REQUIREMENT A
Answer these about the CSV parsing thread:
(i) How much execution time does the optimised algorithm save compared with the one proposed in #14?
(ii) What do chr(34) and chr(44) stand for?
(iii) What separator is the test string split by?

....................

Moving data from a text file to SQLite database.
If I have a line in the text file like for example this: 123, "John,", Smith
Then what would be the fastest way to split this line in these 3 fields:
123
John,
Smith
As these files can be large, I need to process the file line by line, so I can't use for example StringUtils.
Below is an optimised CSV line parsing algorithm which avoids intermediate copies in a StringBuilder by using start and end indexes in the original string, and which uses the Char type for the current character rather than String. ( chr(34) = QUOTE and chr(44) = COMMA)
Compared with the algorithm proposed in #14, this saves around 50% of the execution time.
B4X:
Sub ParseCSVLine(csvLine As String) As List
Dim values As List
values.Initialize
Dim startIndex, endIndex As Int
Dim insideQuotes As Boolean = False
Dim c As Char
For endIndex = 0 To csvLine.Length - 1
c = csvLine.CharAt(endIndex)
If c = Chr(34) Then
insideQuotes = Not (insideQuotes)
Else
If (c = Chr(44)) And Not (insideQuotes) Then
values.Add(csvLine.SubString2(startIndex, endIndex).trim)
startIndex = endIndex + 1
End If
End If
Next
values.Add(csvLine.SubString2(startIndex, endIndex ).trim)
Return values
End Sub
The algorithm, yours and mine, requires tweaking to account for escaped quotes inside quotes.
Also, a more general approach should allow for multi-character separators.
Here is a test string to consider:
"Far and wide" and "Lynx, Cat, Tiger" and "A double quote -> \" and a single quote -> '" and and
Split by "and" to yield
Far and wide
Lynx, Cat, Tiger
A double quote -> " and a single quote -> '
-empty-
-empty-
Below is an optimised CSV line parsing algorithm which avoids intermediate copies in a StringBuilder by using start and end indexes in the original string, and which uses the Char type for the current character rather than String. ( chr(34) = QUOTE and chr(44) = COMMA)
Compared with the algorithm proposed in #14, this saves around 50% of the execution time.

....................

REQUIREMENT B
Reproduce the rows word for word, starting with the line containing "Task: set a point on the fuzzy" and going on through the last of the rows.

....................

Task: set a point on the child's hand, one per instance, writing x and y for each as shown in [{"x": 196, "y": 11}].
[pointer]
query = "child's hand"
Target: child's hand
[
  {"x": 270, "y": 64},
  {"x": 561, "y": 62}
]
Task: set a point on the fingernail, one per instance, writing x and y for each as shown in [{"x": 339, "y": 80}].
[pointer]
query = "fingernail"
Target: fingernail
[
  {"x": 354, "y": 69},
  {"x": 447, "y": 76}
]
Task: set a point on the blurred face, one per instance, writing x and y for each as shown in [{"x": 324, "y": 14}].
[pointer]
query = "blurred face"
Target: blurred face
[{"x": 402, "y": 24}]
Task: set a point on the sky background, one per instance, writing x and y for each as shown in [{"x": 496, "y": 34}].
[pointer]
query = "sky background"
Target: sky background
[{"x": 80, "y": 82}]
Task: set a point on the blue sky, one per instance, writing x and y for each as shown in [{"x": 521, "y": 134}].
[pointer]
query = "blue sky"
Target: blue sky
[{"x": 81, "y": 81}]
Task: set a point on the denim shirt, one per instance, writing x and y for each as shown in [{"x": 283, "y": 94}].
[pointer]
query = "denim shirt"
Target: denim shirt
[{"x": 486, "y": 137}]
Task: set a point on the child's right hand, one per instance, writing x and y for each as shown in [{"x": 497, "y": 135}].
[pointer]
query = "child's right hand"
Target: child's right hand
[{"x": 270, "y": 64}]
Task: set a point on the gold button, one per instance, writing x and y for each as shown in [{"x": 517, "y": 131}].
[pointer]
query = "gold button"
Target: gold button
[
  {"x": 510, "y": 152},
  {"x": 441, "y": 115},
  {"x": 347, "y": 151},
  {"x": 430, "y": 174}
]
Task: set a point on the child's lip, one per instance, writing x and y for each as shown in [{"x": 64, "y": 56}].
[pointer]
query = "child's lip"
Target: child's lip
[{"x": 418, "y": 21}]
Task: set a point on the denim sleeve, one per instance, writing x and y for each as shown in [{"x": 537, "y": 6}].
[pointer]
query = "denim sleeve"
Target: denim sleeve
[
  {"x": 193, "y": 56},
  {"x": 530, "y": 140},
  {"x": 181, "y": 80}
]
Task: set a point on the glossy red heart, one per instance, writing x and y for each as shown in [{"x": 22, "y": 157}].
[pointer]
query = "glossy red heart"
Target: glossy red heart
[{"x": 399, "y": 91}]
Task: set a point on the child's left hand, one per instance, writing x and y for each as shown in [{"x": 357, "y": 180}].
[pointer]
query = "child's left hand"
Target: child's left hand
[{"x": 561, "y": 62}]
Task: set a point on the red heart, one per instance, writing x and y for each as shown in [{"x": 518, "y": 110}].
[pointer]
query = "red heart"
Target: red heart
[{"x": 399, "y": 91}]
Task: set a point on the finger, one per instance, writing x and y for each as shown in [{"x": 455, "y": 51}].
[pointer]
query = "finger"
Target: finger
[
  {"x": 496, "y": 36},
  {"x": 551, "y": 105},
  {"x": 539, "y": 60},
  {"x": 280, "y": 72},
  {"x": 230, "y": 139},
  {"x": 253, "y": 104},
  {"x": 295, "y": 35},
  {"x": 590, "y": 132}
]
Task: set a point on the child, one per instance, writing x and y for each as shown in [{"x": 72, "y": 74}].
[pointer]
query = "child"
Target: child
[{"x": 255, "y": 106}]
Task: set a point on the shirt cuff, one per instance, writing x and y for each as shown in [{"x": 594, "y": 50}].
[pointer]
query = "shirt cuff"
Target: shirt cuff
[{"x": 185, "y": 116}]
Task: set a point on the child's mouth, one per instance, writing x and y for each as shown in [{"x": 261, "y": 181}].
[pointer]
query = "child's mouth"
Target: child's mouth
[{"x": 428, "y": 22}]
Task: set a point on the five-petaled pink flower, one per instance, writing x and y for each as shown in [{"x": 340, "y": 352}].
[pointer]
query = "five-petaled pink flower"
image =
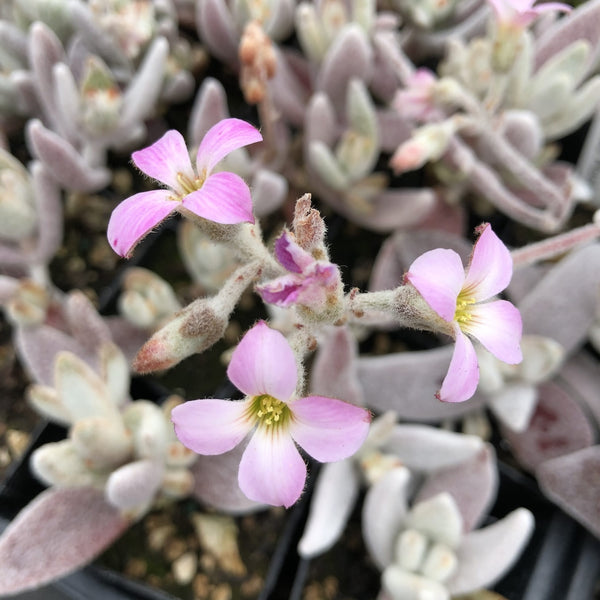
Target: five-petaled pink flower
[
  {"x": 221, "y": 197},
  {"x": 271, "y": 469},
  {"x": 311, "y": 283},
  {"x": 459, "y": 299},
  {"x": 521, "y": 13}
]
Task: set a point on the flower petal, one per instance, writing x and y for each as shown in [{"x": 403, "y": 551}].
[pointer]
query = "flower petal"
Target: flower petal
[
  {"x": 221, "y": 139},
  {"x": 438, "y": 275},
  {"x": 282, "y": 291},
  {"x": 211, "y": 426},
  {"x": 290, "y": 255},
  {"x": 328, "y": 429},
  {"x": 164, "y": 159},
  {"x": 223, "y": 198},
  {"x": 498, "y": 326},
  {"x": 490, "y": 268},
  {"x": 461, "y": 380},
  {"x": 263, "y": 363},
  {"x": 135, "y": 217},
  {"x": 272, "y": 470}
]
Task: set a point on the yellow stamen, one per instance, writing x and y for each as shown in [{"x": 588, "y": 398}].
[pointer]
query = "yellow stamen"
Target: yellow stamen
[
  {"x": 269, "y": 412},
  {"x": 463, "y": 314}
]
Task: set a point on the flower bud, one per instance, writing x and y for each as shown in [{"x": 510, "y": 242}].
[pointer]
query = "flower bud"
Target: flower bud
[
  {"x": 428, "y": 143},
  {"x": 196, "y": 328},
  {"x": 102, "y": 443}
]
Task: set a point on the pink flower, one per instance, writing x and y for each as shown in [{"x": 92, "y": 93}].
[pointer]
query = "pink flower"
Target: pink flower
[
  {"x": 459, "y": 299},
  {"x": 220, "y": 197},
  {"x": 312, "y": 283},
  {"x": 522, "y": 12},
  {"x": 271, "y": 470}
]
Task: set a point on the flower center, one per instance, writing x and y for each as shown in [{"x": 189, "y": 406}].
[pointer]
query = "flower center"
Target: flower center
[
  {"x": 463, "y": 314},
  {"x": 269, "y": 412}
]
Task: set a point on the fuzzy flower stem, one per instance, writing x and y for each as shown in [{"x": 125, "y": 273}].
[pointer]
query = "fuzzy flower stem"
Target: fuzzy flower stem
[
  {"x": 404, "y": 304},
  {"x": 557, "y": 245}
]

....................

SOLUTION A
(i) Around 50%.
(ii) QUOTE and COMMA.
(iii) "and".

SOLUTION B
Task: set a point on the fuzzy flower stem, one per instance, writing x and y for each as shown in [{"x": 125, "y": 273}].
[pointer]
query = "fuzzy flower stem"
Target: fuzzy flower stem
[
  {"x": 404, "y": 304},
  {"x": 557, "y": 245}
]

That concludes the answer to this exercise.